▶ What you have to do
In this exercise, set down every entry that follows exactly as it appears.

▶ Records provided
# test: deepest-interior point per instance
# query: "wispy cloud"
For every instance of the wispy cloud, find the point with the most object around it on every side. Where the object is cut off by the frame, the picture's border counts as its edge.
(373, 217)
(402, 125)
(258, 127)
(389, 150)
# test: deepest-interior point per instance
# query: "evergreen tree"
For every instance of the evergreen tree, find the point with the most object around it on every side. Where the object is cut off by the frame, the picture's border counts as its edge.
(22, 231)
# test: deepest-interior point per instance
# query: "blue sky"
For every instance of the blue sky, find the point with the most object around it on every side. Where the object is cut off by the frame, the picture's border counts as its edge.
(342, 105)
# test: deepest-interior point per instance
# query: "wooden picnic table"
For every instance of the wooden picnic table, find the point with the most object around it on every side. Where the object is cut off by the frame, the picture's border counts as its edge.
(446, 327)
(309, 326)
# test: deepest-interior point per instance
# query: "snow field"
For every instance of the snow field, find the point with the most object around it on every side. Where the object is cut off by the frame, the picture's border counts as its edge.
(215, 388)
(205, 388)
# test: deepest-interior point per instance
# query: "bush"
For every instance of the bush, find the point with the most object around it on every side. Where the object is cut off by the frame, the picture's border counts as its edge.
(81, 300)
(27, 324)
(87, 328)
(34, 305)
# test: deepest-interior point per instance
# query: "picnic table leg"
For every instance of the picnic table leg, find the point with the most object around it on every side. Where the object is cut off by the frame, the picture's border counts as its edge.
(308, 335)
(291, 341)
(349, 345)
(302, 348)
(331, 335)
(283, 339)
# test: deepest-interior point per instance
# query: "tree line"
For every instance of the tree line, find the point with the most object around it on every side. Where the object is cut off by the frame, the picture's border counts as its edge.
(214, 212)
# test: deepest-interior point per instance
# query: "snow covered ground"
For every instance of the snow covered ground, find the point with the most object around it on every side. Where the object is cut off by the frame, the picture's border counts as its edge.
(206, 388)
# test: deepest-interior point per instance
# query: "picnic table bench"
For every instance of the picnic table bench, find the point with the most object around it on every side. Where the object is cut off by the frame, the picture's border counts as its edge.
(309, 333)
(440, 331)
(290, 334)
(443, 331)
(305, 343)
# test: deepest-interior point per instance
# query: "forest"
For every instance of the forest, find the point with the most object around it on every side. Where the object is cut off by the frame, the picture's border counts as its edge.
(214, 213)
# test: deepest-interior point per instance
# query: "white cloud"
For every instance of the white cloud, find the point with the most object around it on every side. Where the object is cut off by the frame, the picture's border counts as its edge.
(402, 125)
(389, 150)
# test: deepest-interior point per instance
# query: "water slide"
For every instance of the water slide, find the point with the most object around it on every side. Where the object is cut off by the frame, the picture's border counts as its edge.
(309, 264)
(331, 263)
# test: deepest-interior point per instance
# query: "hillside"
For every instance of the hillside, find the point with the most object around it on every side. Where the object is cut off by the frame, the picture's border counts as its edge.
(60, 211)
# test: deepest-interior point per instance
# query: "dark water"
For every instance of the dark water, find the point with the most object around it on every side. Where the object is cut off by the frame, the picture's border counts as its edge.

▶ Solution to this exercise
# test: deepest-interior point per instance
# query: "wispy cloud"
For every instance of the wispy cloud, find the point with the most object around it on every side. Where the object is cut off by the frame, the picture's border counts as its edge.
(373, 217)
(402, 125)
(258, 127)
(389, 150)
# test: deepest-interior point per instance
# query: "evergreen tree"
For every instance of the evergreen tree, find the point with the most object around it on every side. Where the object is cut off by the frame, the picture's border counts as its edge.
(22, 231)
# test: deepest-interior point per instance
# query: "blue sky"
For every instance of the blue sky, find the point with the most object around it on every side. Where the object is cut off by the frame, the picture's border counts as its edge.
(342, 105)
# test: deepest-interior point per instance
# query: "wooden picnic table"
For every instance of the wooden picnic table, find the point with the most object around it on every side. Where the object is cut off by the frame, the picture's border counts as its edge.
(446, 327)
(309, 326)
# test: deepest-interior point per instance
# query: "snow field"
For every instance of the snow field, find the point with the most object around it on every side. Where the object is cut off by the frame, the picture's border counts as its edge.
(215, 388)
(205, 388)
# test: deepest-interior point per instance
# query: "bush"
For every instance of the bush, find the point with the most object around it on every side. Where the object is cut off by the frame, the picture's border counts as its edge.
(81, 300)
(27, 324)
(87, 328)
(34, 305)
# test: deepest-interior point per instance
# query: "picnic table leg"
For every instance of the picnic table leg, find the point with the most object around it on every side. Where the object is cut off by the frame, the picture's border counts as its edge.
(308, 335)
(291, 341)
(349, 345)
(302, 348)
(331, 335)
(283, 339)
# test: deepest-interior point per instance
# query: "tree line"
For every instance of the tree line, find the point with the most object around it on every side. Where the object is cut off by the frame, the picture's border counts as its edge.
(214, 212)
# test: deepest-interior point per instance
# query: "snow covered ground"
For every instance of the snow covered ground, find the point with the most object around it on every side. Where the object is cut off by the frame, the picture's border counts as its edge.
(206, 388)
# test: deepest-interior point per instance
# query: "picnic table bench"
For every instance of the picnic table bench, find the point with the most object around it on every side. Where the object is cut off by the frame, the picture's border counts as its edge.
(309, 333)
(440, 331)
(290, 334)
(443, 331)
(305, 343)
# test: deepest-interior point per instance
# query: "forest"
For every instance of the forest, find the point with the most object around it on every side. Where the object is cut off by the frame, the picture's border counts as its edge.
(214, 213)
# test: deepest-interior point per instance
# query: "white cloud"
For every instance of the white cloud, find the point with the most object around it on every side. Where the object is cut off by the frame, the picture's border counts as its edge.
(402, 125)
(389, 150)
# test: deepest-interior point per instance
# query: "water slide"
For every instance of the water slide, find the point with the most object around it on every side. Where the object is cut off by the frame, the picture's border counts as its edge.
(309, 264)
(331, 263)
# test: deepest-interior point per instance
# query: "hillside"
For every instance of the hillside, find the point with the most object around it on every side. Where the object is cut off by the frame, the picture's border counts as its edge.
(60, 211)
# test: deepest-interior point per instance
# query: "dark water"
For every instance of the dark water, find the point with the most object around it on every side. Where the object is cut off by the frame, the picture's border counts as its edge.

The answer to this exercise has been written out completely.